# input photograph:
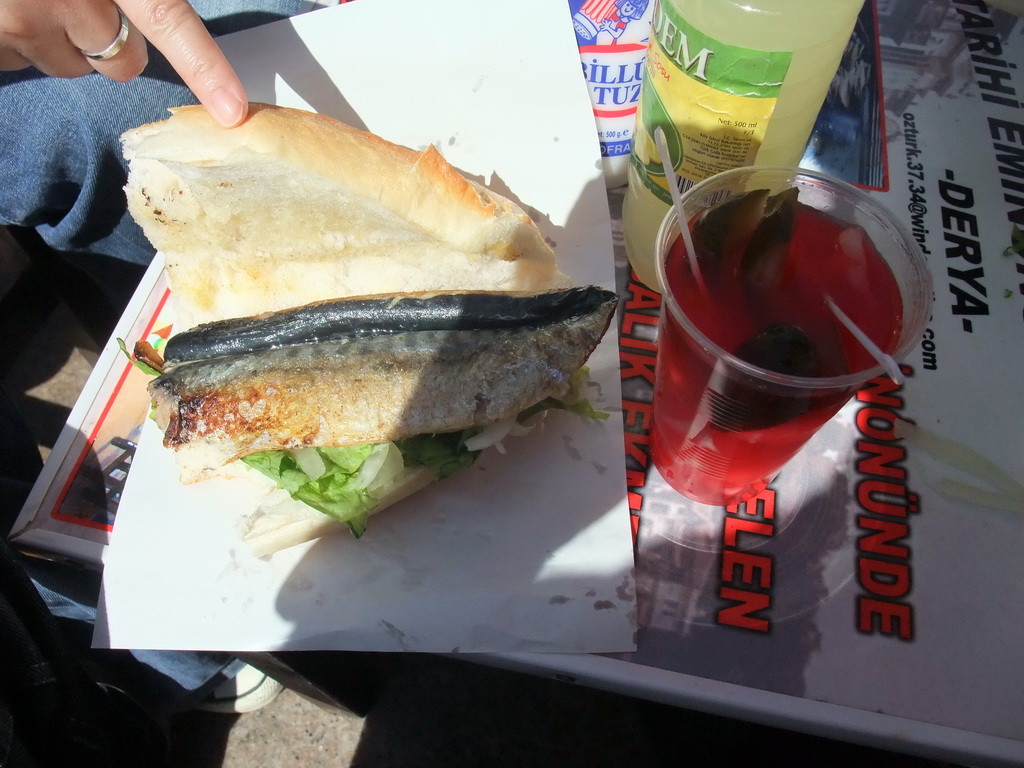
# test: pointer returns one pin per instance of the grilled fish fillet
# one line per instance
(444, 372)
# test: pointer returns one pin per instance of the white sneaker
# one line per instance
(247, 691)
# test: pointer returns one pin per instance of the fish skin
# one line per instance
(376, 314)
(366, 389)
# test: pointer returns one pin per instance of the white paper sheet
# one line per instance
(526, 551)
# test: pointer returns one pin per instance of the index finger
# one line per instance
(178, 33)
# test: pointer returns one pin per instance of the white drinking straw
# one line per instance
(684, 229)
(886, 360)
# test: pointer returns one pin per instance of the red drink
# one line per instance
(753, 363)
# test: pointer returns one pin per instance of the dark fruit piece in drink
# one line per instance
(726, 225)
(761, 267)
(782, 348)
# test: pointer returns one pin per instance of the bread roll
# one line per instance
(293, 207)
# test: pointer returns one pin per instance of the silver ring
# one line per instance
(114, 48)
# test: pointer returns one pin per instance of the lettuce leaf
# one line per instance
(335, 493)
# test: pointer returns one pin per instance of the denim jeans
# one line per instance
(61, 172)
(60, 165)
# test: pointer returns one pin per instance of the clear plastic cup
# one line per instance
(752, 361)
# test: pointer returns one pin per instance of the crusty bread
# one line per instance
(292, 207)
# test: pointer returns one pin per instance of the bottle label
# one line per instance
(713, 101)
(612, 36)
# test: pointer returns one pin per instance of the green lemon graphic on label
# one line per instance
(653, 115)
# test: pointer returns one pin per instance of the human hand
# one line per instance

*-*-*

Pictures are to be left out; everything else in the records gets retyped exactly.

# input photograph:
# test: pointer returns one pin per instance of the grilled fish fillet
# one line per instance
(444, 372)
# test: pointer returns one pin per instance of the white sneaker
# one line per instance
(247, 691)
# test: pointer returns one pin per instance of the fish skin
# one line per instance
(376, 314)
(366, 389)
# test: pointer returns one pin per instance of the white paper sheet
# one line per instance
(526, 551)
# test: pointer returns one pin per instance of the index finger
# one line per instance
(178, 33)
# test: pointer returns one pin per instance of the white drinking straw
# one line per instance
(684, 229)
(886, 360)
# test: pointer returns one pin per instance of the red drink
# one line per instance
(753, 363)
# test: pointer returns one pin per instance of the dark fruit piece in drink
# one line per instance
(726, 225)
(761, 267)
(782, 348)
# test: pointer returns one pin per instance of the bread roll
# one line per instance
(293, 207)
# test: pointer returns one pin per instance of the silver ring
# one line per instance
(114, 48)
# test: pointer returns one pin per instance of the lettuce leaf
# one line per instance
(335, 493)
# test: pointer returns one pin per instance of the denim jeans
# one line per instance
(61, 172)
(60, 165)
# test: pointer returns one pin per instance of the clear plastic cup
# one line per instance
(752, 361)
# test: pointer returns one pin per instance of the crusty bread
# one line per instance
(292, 207)
# test: pointer returns one pin per instance of the bottle label
# one line per instance
(713, 101)
(612, 36)
# test: pointer returns one pin per instance of the green lemon graphic on label
# one line per instance
(653, 115)
# test: pointer returns one pin per instance of the human hand
# one line per instance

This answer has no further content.